→ **TEXT PROVIDED**:
With nearly 1 trillion dollars received in cryptos, Europe ranks second in the Global Cryptocurrency Adoption Index. The continent represents almost 21% of global transactions.

France received one-tenth of these cryptocurrencies, amounting to 101 billion dollars. Only the Germans and the English received more. France is ranked 22nd in the global index.

This relatively disappointing position for the seventh richest country in the world is because the ranking takes into account not only volumes. Many other parameters gauge adoption by the greatest number. For example, at equal volume, a country performing more transactions (of smaller amounts) will rank higher.

As in previous years, North America leads the way with an on-chain value estimated at 1.3 trillion dollars received between July 2023 and June 2024 (including about 340 billion BTC). That accounts for 22.5% of the world total. The United States ranks fourth in the standings.

The dominance of North America in the cryptocurrency market is largely fueled by institutional activity due to the launch of Bitcoin ETFs by giants like BlackRock or Fidelity. The share of transaction volume originating from transfers over 1 million dollars is much higher there than in the rest of the world.

→ **DIRECTIVES**:
1) Answer these questions from the cryptocurrency adoption text, one line each:
(a) What share of global transactions does Europe represent?
(b) What is France's rank in the global index?
(c) According to the text, what largely fuels North America's dominance in the cryptocurrency market?
2) Rewrite the paragraph of the cryptocurrency adoption text that begins "This relatively disappointing position" in fewer words, keeping its main facts.

→ **ENTRIES PROVIDED**:
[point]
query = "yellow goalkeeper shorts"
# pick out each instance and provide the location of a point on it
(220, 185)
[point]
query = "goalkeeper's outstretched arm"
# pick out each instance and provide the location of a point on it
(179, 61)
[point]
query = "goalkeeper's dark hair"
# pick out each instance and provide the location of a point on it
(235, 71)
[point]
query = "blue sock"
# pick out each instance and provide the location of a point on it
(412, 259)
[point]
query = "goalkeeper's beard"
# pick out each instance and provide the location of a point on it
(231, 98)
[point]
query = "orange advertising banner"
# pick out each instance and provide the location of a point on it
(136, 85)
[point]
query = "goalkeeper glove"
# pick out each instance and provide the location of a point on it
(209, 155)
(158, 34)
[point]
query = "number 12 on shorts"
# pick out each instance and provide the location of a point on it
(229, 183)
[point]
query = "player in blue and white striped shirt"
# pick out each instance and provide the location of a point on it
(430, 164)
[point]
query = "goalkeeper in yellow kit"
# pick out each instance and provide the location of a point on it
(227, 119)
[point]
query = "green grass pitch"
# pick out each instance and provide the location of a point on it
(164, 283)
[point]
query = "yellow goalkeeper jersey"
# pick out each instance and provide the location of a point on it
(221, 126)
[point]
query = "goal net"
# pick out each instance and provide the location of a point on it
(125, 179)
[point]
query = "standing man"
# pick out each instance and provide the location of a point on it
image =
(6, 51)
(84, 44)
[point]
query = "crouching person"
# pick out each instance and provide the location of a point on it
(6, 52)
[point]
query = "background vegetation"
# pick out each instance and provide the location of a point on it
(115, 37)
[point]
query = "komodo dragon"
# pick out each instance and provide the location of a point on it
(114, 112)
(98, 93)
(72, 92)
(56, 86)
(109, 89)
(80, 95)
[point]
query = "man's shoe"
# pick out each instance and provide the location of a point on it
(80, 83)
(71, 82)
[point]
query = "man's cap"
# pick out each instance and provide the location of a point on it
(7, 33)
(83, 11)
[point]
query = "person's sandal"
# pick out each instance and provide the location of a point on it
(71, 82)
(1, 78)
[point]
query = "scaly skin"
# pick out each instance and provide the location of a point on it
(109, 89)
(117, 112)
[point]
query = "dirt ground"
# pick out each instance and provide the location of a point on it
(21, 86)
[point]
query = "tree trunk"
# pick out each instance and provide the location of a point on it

→ **TASK-BY-TASK ANSWERS**:
1)
(a) Almost 21%.
(b) 22nd.
(c) Institutional activity due to the launch of Bitcoin ETFs by giants like BlackRock or Fidelity.

2) France ranks relatively low for the world's seventh richest country because the ranking weighs more than volume. Other parameters measure adoption by the greatest number, so at equal volume a country making more, smaller transactions ranks higher.